▶ [EXERCISE]: Quote the entries below word for word, keeping every line in its original order.

Object location annotation data:
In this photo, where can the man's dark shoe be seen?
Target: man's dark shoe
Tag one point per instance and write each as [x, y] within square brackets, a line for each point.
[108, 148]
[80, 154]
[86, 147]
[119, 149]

▶ [RESPONSE]:
In this photo, where can the man's dark shoe be seen?
Target: man's dark shoe
Tag one point per instance and write each as [x, y] within square brackets, a line for each point.
[108, 148]
[80, 154]
[86, 147]
[119, 149]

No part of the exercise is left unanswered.